Source passage.

....

This is just the second time that an Aging Room cigar has been made outside of the Dominican Republic, the first being the Aging Room Small Batch Pelo de Oro, which was made by A.J. Fernandez.

  • Cigar Reviewed: Aging Room Small Batch Pura Cepa Rondo
  • Country of Origin: Nicaragua
  • Factory: Plasencia Cigars S.A.
  • Wrapper: Nicaragua
  • Binder: Nicaragua
  • Filler: Nicaragua
  • Length: 5 Inches
  • Ring Gauge: 50
  • Vitola: Robusto
  • MSRP: $12.50 (Box of 20, $250)
  • Release Date: July 2018
  • Number of Cigars Released: Regular Production
  • Number of Cigars Smoked For Review: 3

There’s a fair amount going on visually with the Aging Room Pura Cepa Rondo, from a gold ribbon footband, a secondary band that declares that the cigar is 100 percent Nicaraguan and then the primary band and its Aging Room logo, the Pura Cepa word mark, and the background of brass knuckles, which I’ve always found to be an interesting choice for the brand. The cigar itself wears a meaty brown wrapper that has a bit of mottling, a small network of veins and a texture that varies from slightly oily to slightly dry. It’s a firmly rolled cigar that offers just a bit of give amongst the three samples, none enough to be concerning on either end of the spectrum. The wrapper has a bit of pepper on top of sweet sausages, while the foot ramps up all three of those components, though the oily, almost fatty sweetness is definitely distinctive and not along the lines of the typical fruit, floral or candy notes. The cold draw doesn’t generally repeat those flavors, however, instead offering a dry table pepper that doesn’t deliver much physical reaction beyond some initial tingle. One sample gets close to meatiness, and it’s the best of the three samples.

The Aging Room Pura Cepa Rondo starts with some seeming restraint on the flavor, as the pepper, dry tobacco and wood flavors seem to want a gradual buildup rather than kicking down the door. Instead, there’s a bit of plain cake donut and condensed milk sweetness that offers an impressively enjoyable flavor for a few puffs before the aforementioned trio show more muscle. Early retrohales have an appreciable amount of pepper in them, tingling at first pass but not lingering. There’s some tangy wood developing by the one-inch mark, and the cigar seems to want to make it known fairly quickly that it has a good bit of depth to offer. The pepper makes some quick increase in strength ahead of the second third, particularly through the nose, but it remains very clean and crisp. The burn has been solid and smoke production plentiful.

Pepper is the most prominent note that carries the Aging Room Pura Cepa Rondo into its second third, but I’m hesitant to call it a peppery cigar. While it’s leading the profile, it’s not dominant and if anything some of the cleanest pepper I’ve come across in recent memory. It doesn’t quite become singular, but the backing flavors pull a quiet exit, leaving it nearly on its own other than some lighter tobacco flavors and just a bit or very subtle earth. At the midway point, I find myself contemplating just how smooth and refined the Pura Cepa’s blend has been; while it’s not jumping with flavors, it is delivering them in measured amounts with every puff, balancing the components in near perfection. Once the burn line gets into the back half of the second third, there’s a bit of warm cola on the finish, though without outright sweetness coating the taste buds, instead, that duty falls to a bit of warm honey. That cola sweetness extends to the aroma a bit as well, though increasing pepper fights for the lead sensation with a bit of damp wood behind both of them, but it is definitely a change. The burn line, draw and smoke production continue to be fantastic, with only the second cigar showing any combustion issues, which I’m beginning to believe may be due to the very humid night on which I smoked it.

....

[Excerpt from a dataset]
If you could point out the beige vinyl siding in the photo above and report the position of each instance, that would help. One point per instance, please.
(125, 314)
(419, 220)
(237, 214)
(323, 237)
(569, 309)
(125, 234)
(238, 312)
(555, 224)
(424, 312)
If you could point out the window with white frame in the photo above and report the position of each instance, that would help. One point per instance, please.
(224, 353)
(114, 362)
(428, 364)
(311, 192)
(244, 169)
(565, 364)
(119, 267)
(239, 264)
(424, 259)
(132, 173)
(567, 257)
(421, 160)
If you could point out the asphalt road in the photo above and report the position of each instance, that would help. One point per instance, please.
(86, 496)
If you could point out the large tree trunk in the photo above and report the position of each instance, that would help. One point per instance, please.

....

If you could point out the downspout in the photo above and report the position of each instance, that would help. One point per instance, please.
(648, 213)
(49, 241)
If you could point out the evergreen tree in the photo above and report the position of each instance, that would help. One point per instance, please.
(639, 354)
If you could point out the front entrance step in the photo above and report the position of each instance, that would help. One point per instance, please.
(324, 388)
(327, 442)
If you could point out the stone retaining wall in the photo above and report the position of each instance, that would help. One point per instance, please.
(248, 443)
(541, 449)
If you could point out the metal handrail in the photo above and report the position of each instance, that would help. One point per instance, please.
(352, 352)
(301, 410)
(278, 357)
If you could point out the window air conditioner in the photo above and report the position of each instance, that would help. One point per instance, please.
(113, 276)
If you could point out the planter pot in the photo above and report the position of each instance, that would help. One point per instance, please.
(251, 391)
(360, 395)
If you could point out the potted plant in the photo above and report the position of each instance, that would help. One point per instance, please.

....

Directives.
A – According to the cigar review, which factory produces the Aging Room Small Batch Pura Cepa Rondo?
B – Reproduce word for word the part of the cigar review that opens with "This is just" and closes with "by A.J. Fernandez.".
C – Pick up the cigar review after its final sentence and carry it forward.

Task responses.
A – Plasencia Cigars S.A.

B –
This is just the second time that an Aging Room cigar has been made outside of the Dominican Republic, the first being the Aging Room Small Batch Pelo de Oro, which was made by A.J. Fernandez.

C –
The final third begins with some more pronounced pepper in the profile, though its best effects are felt on retrohales. The palate, meanwhile, shifts to a more wheat bread-forward profile, with the overall impact of the cigar a bit fuller than it has been so far. The balance and complexity of the cigar remain, though I have a harder time identifying the flavor of the final third as it is slightly sweet, slightly damp and ever so slightly earthy. Cedar seems to be the most predominant, but that doesn’t begin to tell of the depth the cigar is offering for much of this section. The pepper finally turns just the slightest bit harsh in the final puffs when there’s a touch over an inch left, an impressive example of how to keep pepper on a leash without it feeling restrained or like it’s fighting to get off of it, finally bowing to the reality of heat and proximity.

Final Notes

  • The Aging Room brand added another Nicaraguan puro this summer, the Aging Room by Rafael Nodal Quattro Nicaragua, which was produced at Abdel Fernández’s factory.
  • There is some sneaky nicotine strength to be found in the Aging Room Pura Cepa Rondo; while I didn’t feel it at all while smoking the cigar, when I stood up after the cigar it definitely made its presence known.
  • I have not smoked any of the other sizes of the Aging Room Small Batch Pura Cepa line.
  • The cigars for this review were purchased by halfwheel.
  • Altadis U.S.A., and its sister comapnies, advertise on halfwheel.
  • Final smoking time was one hour and 25 minutes on average.
  • Site sponsors Cigars.com, Famous Smoke Shop, JR Cigar and Serious Cigars carry the Aging Room Pura Cepa Rondo.
92 Overall Score

The Aging Room Small Batch Pura Cepa Rondo is an outstanding cigar, well-balanced, complex and refined. It might not be a screamer in terms of flavors or strength, but it more than makes up for it with smoothness and restraint, giving the palate enough pepper and flavor to satisfy without overdoing anything and seemingly leaving the palate wanting more with every puff. The technical aspects of the cigar are fantastic, leaving little to argue about with the cigar. It's not only one of the best Aging Room cigars I've smoked, it's one of the best cigars I've smoked this year.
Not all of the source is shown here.